──────── TEXTO FORNECIDO ────────

Uma das boas surpresas dessa última Feira do Livro, em Porto Alegre , foi o lançamento
do livro Esquina Maldita, de Paulo
César Teixeira (Editora Libretos, 210 p.). Uma investigação jornalística a
respeito dos bares que existiram na esquina da Rua Sarmento Leite com a Avenida
Osvaldo Aranha, entre as décadas de 1960 e 1980: Alaska, Estudantil, Copa 70 e
Marius.
O Bar Alaska, pioneiro, foi criado em 1965, e na
seqüência surgiram os outros três. Os cursos da UFRGS funcionavam nas
imediações e esses bares passaram a reunir a juventude universitária. A
Esquina foi o point da esquerda estudantil e, ao longo dos 70, agregou também
uma outra juventude, nem tão engajada politicamente, isto é, nem tão inserida
nos partidos políticos (ou organizações clandestinas) e mais adepta das
políticas do corpo, das drogas, das práticas alternativas e coisas assim.

──────── DADOS REGISTRADOS ────────

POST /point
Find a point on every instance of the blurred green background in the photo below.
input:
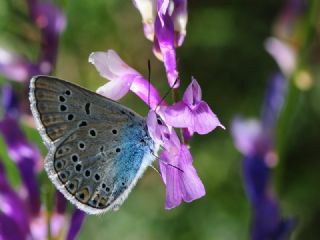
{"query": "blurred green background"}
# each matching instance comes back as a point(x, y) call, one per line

────────

◆ ORDEM DE SERVIÇO
Repita na íntegra, sem nenhuma alteração, o texto sobre os bares da Esquina Maldita.

◆ RESOLUÇÃO DA TAREFA
Uma das boas surpresas dessa última Feira do Livro, em Porto Alegre , foi o lançamento
do livro Esquina Maldita, de Paulo
César Teixeira (Editora Libretos, 210 p.). Uma investigação jornalística a
respeito dos bares que existiram na esquina da Rua Sarmento Leite com a Avenida
Osvaldo Aranha, entre as décadas de 1960 e 1980: Alaska, Estudantil, Copa 70 e
Marius.
O Bar Alaska, pioneiro, foi criado em 1965, e na
seqüência surgiram os outros três. Os cursos da UFRGS funcionavam nas
imediações e esses bares passaram a reunir a juventude universitária. A
Esquina foi o point da esquerda estudantil e, ao longo dos 70, agregou também
uma outra juventude, nem tão engajada politicamente, isto é, nem tão inserida
nos partidos políticos (ou organizações clandestinas) e mais adepta das
políticas do corpo, das drogas, das práticas alternativas e coisas assim.